§ PROBLEM TO SOLVE:
Reproduce every line of the material below word for word, leaving out the picture.

Source data
########################################
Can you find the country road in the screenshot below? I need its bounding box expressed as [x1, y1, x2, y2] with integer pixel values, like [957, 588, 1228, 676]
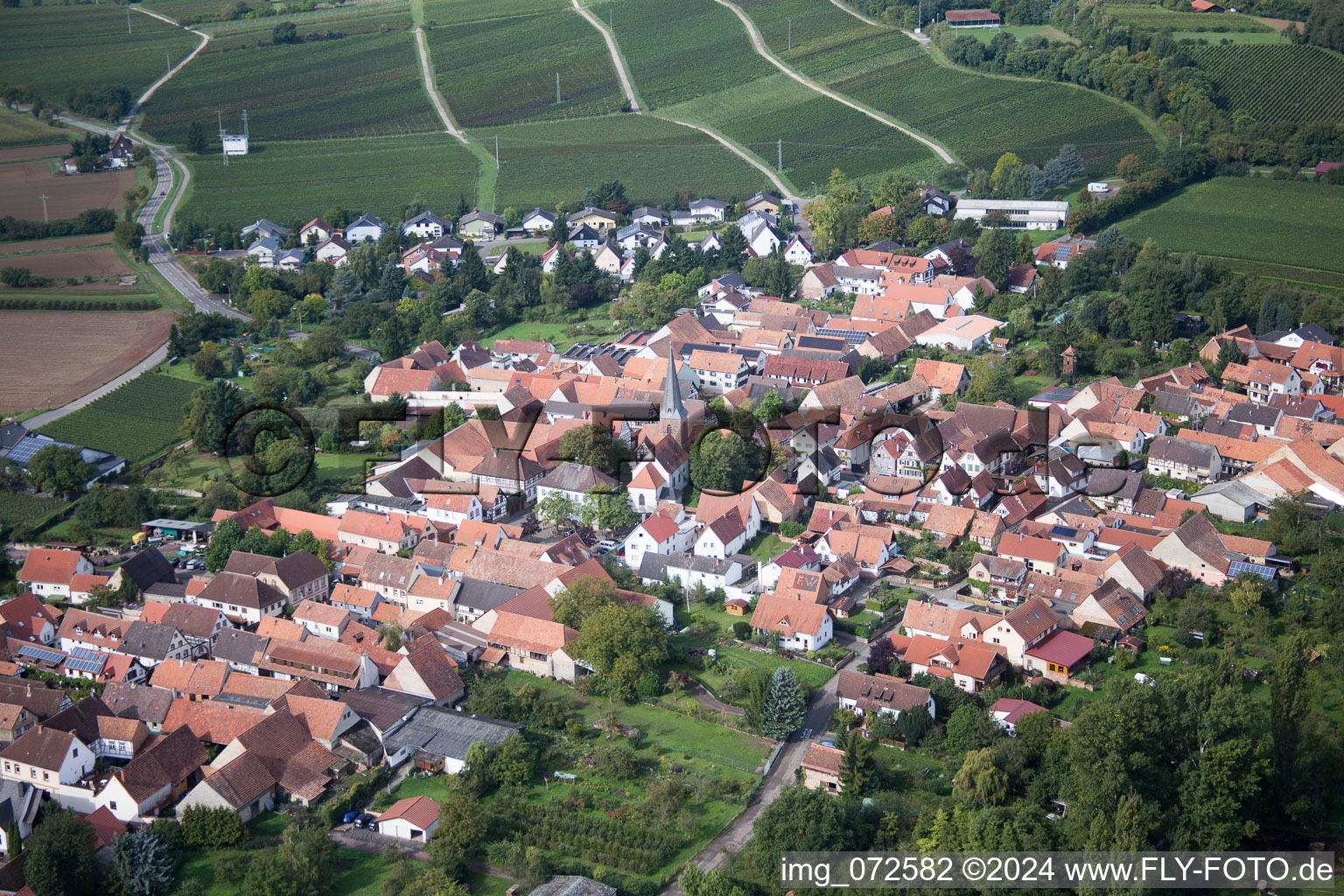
[662, 643, 865, 896]
[570, 0, 640, 111]
[416, 25, 466, 145]
[714, 0, 957, 165]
########################################
§ RESPONSE TO THIS TASK:
Can you find the country road in the screenshot below? I need its bounding box expressed as [x1, y1, x2, y2] with integer pixel values, like [957, 588, 1228, 676]
[662, 643, 865, 896]
[570, 0, 640, 111]
[416, 25, 466, 145]
[714, 0, 957, 165]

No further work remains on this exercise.